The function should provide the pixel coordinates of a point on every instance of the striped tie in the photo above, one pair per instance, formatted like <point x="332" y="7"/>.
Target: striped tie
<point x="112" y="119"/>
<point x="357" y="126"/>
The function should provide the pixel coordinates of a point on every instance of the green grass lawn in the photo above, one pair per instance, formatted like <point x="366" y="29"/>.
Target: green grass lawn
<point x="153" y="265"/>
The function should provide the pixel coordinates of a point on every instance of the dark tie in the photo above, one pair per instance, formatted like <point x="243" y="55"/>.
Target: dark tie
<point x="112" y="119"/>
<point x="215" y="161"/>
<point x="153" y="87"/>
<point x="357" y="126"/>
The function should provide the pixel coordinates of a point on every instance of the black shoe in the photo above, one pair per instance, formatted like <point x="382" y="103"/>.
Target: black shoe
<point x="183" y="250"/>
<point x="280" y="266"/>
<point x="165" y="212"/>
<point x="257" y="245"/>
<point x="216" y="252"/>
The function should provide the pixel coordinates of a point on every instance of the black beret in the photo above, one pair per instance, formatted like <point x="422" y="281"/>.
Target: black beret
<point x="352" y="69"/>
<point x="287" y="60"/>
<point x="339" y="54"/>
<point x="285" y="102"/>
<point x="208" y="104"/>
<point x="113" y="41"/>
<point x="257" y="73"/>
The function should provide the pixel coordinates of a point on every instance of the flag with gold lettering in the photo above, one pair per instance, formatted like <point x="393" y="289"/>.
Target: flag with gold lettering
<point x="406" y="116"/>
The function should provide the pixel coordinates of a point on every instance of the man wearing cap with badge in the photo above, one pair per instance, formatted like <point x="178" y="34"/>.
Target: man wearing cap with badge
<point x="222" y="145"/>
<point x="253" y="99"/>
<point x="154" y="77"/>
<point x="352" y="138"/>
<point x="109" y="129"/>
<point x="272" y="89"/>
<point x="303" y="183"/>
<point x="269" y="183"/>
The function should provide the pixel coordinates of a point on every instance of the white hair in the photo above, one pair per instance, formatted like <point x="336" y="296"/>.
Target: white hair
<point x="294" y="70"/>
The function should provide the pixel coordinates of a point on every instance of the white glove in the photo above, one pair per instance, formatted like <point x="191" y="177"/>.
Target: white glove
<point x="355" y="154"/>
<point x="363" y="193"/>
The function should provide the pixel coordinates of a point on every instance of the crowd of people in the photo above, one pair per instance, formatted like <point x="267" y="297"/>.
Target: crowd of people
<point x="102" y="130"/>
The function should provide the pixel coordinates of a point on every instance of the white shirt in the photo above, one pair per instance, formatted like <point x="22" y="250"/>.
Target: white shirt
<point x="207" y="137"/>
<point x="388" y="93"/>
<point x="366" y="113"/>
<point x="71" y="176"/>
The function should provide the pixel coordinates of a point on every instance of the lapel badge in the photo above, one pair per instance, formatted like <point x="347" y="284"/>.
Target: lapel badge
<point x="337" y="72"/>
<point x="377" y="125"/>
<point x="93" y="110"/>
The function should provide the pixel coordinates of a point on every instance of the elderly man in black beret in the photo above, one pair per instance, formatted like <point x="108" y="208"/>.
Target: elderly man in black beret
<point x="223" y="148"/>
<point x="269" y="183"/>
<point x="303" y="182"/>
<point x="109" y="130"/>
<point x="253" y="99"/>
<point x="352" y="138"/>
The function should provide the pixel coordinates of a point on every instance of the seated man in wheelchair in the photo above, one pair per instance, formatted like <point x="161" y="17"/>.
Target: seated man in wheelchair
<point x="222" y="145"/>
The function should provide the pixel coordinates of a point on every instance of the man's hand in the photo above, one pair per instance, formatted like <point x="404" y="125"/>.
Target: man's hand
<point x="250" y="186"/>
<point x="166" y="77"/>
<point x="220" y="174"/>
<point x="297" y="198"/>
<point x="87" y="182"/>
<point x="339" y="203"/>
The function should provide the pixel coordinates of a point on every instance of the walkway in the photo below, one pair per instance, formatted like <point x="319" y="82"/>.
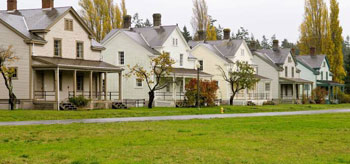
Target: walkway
<point x="164" y="118"/>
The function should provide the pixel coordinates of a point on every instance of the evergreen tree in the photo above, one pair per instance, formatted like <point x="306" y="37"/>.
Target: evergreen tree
<point x="265" y="43"/>
<point x="336" y="32"/>
<point x="186" y="34"/>
<point x="315" y="29"/>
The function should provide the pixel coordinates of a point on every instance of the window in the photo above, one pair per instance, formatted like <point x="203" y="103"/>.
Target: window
<point x="60" y="82"/>
<point x="267" y="86"/>
<point x="139" y="83"/>
<point x="201" y="65"/>
<point x="286" y="71"/>
<point x="57" y="47"/>
<point x="15" y="72"/>
<point x="121" y="58"/>
<point x="80" y="82"/>
<point x="181" y="59"/>
<point x="80" y="50"/>
<point x="68" y="24"/>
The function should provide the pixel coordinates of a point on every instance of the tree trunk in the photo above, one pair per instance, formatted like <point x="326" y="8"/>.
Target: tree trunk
<point x="12" y="101"/>
<point x="151" y="99"/>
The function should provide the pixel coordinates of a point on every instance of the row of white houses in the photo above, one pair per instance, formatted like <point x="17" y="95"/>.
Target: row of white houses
<point x="59" y="59"/>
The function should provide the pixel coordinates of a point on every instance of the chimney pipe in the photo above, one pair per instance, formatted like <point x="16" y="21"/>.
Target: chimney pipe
<point x="275" y="45"/>
<point x="201" y="35"/>
<point x="11" y="5"/>
<point x="313" y="51"/>
<point x="47" y="4"/>
<point x="227" y="34"/>
<point x="127" y="21"/>
<point x="157" y="19"/>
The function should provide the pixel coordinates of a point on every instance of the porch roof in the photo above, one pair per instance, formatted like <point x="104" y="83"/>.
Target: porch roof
<point x="261" y="77"/>
<point x="294" y="80"/>
<point x="52" y="62"/>
<point x="189" y="72"/>
<point x="325" y="83"/>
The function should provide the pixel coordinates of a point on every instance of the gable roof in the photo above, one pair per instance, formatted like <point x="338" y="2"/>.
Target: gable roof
<point x="277" y="57"/>
<point x="210" y="47"/>
<point x="314" y="62"/>
<point x="29" y="21"/>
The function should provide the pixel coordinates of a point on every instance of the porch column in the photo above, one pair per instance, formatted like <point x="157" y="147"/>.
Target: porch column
<point x="100" y="89"/>
<point x="105" y="89"/>
<point x="57" y="87"/>
<point x="34" y="84"/>
<point x="90" y="84"/>
<point x="294" y="92"/>
<point x="75" y="83"/>
<point x="174" y="88"/>
<point x="120" y="85"/>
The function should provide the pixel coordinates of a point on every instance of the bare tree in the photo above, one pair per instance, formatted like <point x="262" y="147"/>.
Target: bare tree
<point x="242" y="77"/>
<point x="160" y="67"/>
<point x="6" y="58"/>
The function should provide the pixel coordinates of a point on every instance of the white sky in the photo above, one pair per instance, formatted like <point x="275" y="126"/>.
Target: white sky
<point x="261" y="17"/>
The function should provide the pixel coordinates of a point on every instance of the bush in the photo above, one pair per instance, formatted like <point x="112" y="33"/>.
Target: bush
<point x="344" y="98"/>
<point x="319" y="95"/>
<point x="269" y="103"/>
<point x="79" y="101"/>
<point x="207" y="93"/>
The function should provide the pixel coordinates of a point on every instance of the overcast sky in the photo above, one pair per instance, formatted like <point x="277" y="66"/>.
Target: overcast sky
<point x="260" y="17"/>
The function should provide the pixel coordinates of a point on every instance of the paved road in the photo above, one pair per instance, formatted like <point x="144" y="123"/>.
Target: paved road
<point x="163" y="118"/>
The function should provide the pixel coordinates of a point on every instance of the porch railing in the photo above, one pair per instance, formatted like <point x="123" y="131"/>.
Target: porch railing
<point x="253" y="96"/>
<point x="45" y="95"/>
<point x="95" y="95"/>
<point x="169" y="95"/>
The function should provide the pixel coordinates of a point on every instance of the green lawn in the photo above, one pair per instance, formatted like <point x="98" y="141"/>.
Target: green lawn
<point x="22" y="115"/>
<point x="289" y="139"/>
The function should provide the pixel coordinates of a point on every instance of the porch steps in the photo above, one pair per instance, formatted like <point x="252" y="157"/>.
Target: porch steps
<point x="119" y="105"/>
<point x="67" y="106"/>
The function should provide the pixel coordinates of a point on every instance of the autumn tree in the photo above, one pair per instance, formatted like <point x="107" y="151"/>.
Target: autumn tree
<point x="186" y="34"/>
<point x="315" y="29"/>
<point x="6" y="58"/>
<point x="102" y="15"/>
<point x="160" y="67"/>
<point x="336" y="33"/>
<point x="241" y="77"/>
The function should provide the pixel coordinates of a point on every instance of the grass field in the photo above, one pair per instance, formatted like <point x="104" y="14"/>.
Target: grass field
<point x="23" y="115"/>
<point x="290" y="139"/>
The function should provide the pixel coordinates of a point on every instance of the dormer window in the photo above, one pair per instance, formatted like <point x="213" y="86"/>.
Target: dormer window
<point x="57" y="47"/>
<point x="80" y="50"/>
<point x="68" y="24"/>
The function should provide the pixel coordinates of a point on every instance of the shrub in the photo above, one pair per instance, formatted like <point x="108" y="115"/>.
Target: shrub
<point x="344" y="98"/>
<point x="319" y="95"/>
<point x="207" y="93"/>
<point x="269" y="103"/>
<point x="79" y="101"/>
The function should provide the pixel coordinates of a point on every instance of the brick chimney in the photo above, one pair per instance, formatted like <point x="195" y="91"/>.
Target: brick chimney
<point x="275" y="45"/>
<point x="127" y="21"/>
<point x="157" y="19"/>
<point x="11" y="5"/>
<point x="227" y="34"/>
<point x="47" y="4"/>
<point x="201" y="35"/>
<point x="313" y="51"/>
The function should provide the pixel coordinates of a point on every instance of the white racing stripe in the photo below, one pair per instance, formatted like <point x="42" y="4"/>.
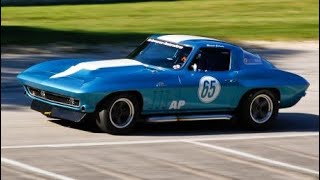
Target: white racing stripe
<point x="180" y="38"/>
<point x="34" y="169"/>
<point x="94" y="65"/>
<point x="254" y="157"/>
<point x="223" y="138"/>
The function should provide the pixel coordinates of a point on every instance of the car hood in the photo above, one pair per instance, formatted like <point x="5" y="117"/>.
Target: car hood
<point x="74" y="74"/>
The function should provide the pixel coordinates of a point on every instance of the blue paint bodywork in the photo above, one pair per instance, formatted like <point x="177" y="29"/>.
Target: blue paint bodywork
<point x="159" y="87"/>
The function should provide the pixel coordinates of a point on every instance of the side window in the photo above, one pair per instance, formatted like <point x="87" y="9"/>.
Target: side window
<point x="211" y="59"/>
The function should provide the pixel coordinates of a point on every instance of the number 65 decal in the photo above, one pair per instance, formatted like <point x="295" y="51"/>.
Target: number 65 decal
<point x="209" y="89"/>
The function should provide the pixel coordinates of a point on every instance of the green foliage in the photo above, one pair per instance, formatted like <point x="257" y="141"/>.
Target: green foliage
<point x="231" y="20"/>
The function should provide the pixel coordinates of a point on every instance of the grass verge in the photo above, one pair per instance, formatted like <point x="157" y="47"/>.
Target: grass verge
<point x="104" y="23"/>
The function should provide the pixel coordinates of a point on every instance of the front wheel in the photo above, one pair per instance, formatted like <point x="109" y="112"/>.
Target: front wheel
<point x="259" y="110"/>
<point x="119" y="114"/>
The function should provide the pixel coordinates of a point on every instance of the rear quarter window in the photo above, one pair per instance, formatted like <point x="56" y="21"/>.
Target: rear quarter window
<point x="251" y="59"/>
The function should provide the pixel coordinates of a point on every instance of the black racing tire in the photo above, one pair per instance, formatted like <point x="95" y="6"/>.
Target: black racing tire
<point x="119" y="114"/>
<point x="258" y="110"/>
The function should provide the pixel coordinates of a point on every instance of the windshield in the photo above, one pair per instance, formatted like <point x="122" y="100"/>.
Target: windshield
<point x="161" y="53"/>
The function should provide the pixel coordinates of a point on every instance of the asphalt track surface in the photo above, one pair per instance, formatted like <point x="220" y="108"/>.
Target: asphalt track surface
<point x="34" y="147"/>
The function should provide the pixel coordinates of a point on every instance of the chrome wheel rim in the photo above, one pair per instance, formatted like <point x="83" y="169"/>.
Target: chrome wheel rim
<point x="121" y="113"/>
<point x="261" y="108"/>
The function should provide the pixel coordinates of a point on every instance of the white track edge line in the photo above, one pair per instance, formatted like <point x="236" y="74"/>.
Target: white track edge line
<point x="239" y="137"/>
<point x="34" y="169"/>
<point x="254" y="157"/>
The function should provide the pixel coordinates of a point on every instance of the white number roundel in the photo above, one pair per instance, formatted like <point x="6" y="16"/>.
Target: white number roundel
<point x="209" y="89"/>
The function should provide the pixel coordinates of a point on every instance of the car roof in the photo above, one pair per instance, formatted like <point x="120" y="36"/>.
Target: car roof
<point x="190" y="40"/>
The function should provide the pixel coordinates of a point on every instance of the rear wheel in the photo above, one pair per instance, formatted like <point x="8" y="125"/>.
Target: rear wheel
<point x="119" y="114"/>
<point x="259" y="110"/>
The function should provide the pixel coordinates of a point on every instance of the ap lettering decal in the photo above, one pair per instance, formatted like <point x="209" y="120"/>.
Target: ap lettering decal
<point x="209" y="89"/>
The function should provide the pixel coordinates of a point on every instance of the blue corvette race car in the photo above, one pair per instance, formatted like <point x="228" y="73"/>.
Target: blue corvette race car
<point x="166" y="78"/>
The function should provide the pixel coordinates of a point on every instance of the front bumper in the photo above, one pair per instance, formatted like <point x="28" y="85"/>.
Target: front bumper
<point x="57" y="112"/>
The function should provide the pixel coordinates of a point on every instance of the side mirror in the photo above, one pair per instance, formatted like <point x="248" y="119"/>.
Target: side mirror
<point x="194" y="67"/>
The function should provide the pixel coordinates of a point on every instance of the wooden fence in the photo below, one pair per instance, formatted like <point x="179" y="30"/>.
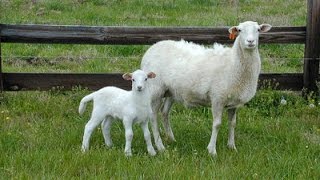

*****

#### What the exercise asks:
Please copy out each line of the data in which the word "below" occurs.

#### Written solution:
The function should provide the pixel coordinates of a point on every instance of the walkway in the photo below, one pair per instance, formatted like <point x="319" y="82"/>.
The function should provide the pixel coordinates of a point on every instance of the white racing stripe in the photo below, one pair per instance, formatted like <point x="42" y="4"/>.
The function should provide the pixel coordinates of a point on every instance of the wooden fence in the photo below, one pair per instance, formatted like <point x="179" y="30"/>.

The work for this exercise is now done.